Rewrite the stretch from the start of the entries through the line containing "POLYGON ((0 11, 1", requests included, multiplying every polygon coordinate in the answers by 2.55 and rounding to whole numbers with halves going up. Keep the numbers in the requests and their format samples unchanged.

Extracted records

•••••

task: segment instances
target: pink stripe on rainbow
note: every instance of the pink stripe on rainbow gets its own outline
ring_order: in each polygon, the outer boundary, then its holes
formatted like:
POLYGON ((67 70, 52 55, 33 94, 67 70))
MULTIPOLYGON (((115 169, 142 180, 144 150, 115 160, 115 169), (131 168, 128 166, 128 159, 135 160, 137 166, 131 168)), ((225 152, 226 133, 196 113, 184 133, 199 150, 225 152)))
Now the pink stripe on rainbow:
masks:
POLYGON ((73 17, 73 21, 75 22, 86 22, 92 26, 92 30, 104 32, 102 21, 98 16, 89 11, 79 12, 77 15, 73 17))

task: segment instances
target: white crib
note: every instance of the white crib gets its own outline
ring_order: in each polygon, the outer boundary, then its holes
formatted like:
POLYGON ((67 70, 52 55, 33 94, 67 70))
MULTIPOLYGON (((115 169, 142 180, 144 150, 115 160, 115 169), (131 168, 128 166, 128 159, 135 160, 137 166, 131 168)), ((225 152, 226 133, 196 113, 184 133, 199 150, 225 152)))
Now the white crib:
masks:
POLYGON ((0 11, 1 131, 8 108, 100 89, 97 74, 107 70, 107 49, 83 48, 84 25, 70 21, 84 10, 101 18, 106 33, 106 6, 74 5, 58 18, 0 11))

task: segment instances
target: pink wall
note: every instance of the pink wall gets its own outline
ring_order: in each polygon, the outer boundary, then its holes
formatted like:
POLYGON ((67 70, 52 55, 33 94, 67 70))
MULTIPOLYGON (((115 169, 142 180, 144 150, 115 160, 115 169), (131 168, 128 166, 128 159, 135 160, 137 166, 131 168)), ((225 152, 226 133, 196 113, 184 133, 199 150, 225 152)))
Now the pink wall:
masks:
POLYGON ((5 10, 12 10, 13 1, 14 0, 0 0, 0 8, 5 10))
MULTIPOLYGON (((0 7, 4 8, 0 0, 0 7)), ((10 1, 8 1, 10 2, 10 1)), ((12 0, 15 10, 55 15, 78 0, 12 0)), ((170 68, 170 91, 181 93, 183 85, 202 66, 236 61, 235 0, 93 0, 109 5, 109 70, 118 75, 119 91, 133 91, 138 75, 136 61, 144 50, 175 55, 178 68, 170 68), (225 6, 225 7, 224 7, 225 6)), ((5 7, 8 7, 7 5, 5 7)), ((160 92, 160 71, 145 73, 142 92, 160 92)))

•••••

- _EXERCISE RESULT_:
task: segment instances
target: pink stripe on rainbow
note: every instance of the pink stripe on rainbow gets its own outline
ring_order: in each polygon, the outer boundary, then its holes
formatted like:
POLYGON ((67 70, 52 55, 33 94, 67 70))
MULTIPOLYGON (((115 169, 142 180, 144 150, 115 160, 115 169), (131 168, 128 166, 128 159, 135 160, 137 166, 131 168)), ((225 152, 226 133, 196 113, 184 133, 199 150, 225 152)))
Now the pink stripe on rainbow:
masks:
POLYGON ((186 43, 186 54, 191 56, 219 56, 235 66, 235 77, 265 82, 260 54, 250 41, 227 28, 201 31, 196 38, 186 43))

task: segment instances
target: white crib
note: every instance of the white crib gets its own outline
ring_order: in each polygon, the outer boundary, then its holes
formatted like:
POLYGON ((67 70, 52 55, 33 94, 67 70))
MULTIPOLYGON (((115 169, 142 180, 144 150, 115 160, 115 169), (131 168, 128 166, 128 159, 135 160, 137 166, 131 168)), ((225 152, 226 133, 196 113, 184 133, 199 150, 225 152)))
Now the white crib:
masks:
POLYGON ((0 28, 3 334, 20 275, 255 227, 247 189, 273 179, 273 125, 212 122, 214 64, 179 54, 214 26, 258 46, 270 84, 270 15, 189 13, 148 46, 0 28))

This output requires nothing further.